Permintaan Tertulis: Tuliskan semua nama diri orang yang disebut dalam teks tentang nama baru dan perceraian di bawah.

Potongan Teks:
○ ○ ○ ○ ○ ○ ○
Menikah dengan Nama Baru,
Sahkan Bercerai dengan Nama Lama?
Pertanyaan:
Assalamu’alaikum wr. Wb. Seseorang perempuan
menikah dengan nama baru (pemberian kiai) dan di akta nikahnya tertulis sesuai
dengan nama aslinya. Kemudian terjadi perceraian, di Pengadilan Agama digunakan
nama sesuai dengan akta nikah tersebut. Sahkah perceraian tersebut, karna nama
yang berbeda waktu akad nikahnya...terima kasih. Wassalamu’alaikum wr. wb.
Tabrani – Kuala Tungkal
Jawaban:
Assalamu’alaikum wr. Wb.
Penanya yang budiman, semoga selalu dirahmati
Allah swt. Dalam sebuah kehidupan rumah tangga perceraian merupakan hal yang
sangat tidak diinginkan. Tetapi memang akhir-akhir sepengetahuan kami tingkat
perceraian pasangan suami-isteri sangat tinggi. Padahal kita juga semua sudah
mengetahui bahwa perceraian meskipun halal tetapi merupakan hal yang Allah swt
tidak sukai.
أَبْغَضُ
اَلْحَلَالِ عِنْدَ اَللَّهِ اَلطَّلَاقُ
“Perkara halal yang paling dibenci Allah swt
adalah cerai” (H.R. Abu Dawud dan Ibnu Majah)
Sedangkan mengenai seseorang perempuan
menikah dengan nama baru (pemberian kiai) dan di akta nikahnya tertulis sesuai
dengan nama aslinya. Kemudian terjadi perceraian, di Pengadilan Agama digunakan
nama sesuai dengan akta nikah tersebut, maka hemat kami merupakan kasus yang
menarik. Sebab, biasanya yang kami temui adalah perceraian tetapi dengan
menggunakan nama yang tidak tertera di KTP atau dalam akta nikah.
○ ○ ○ ○ ○ ○ ○
Baris Data:
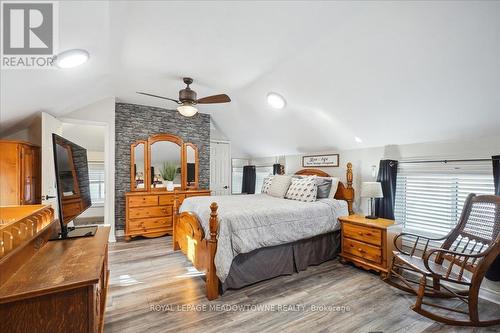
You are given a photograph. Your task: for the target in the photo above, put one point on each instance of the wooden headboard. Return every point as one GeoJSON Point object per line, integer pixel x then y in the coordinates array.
○ ○ ○ ○ ○ ○ ○
Jawaban Latihan: Tabrani, Abu Dawud, dan Ibnu Majah.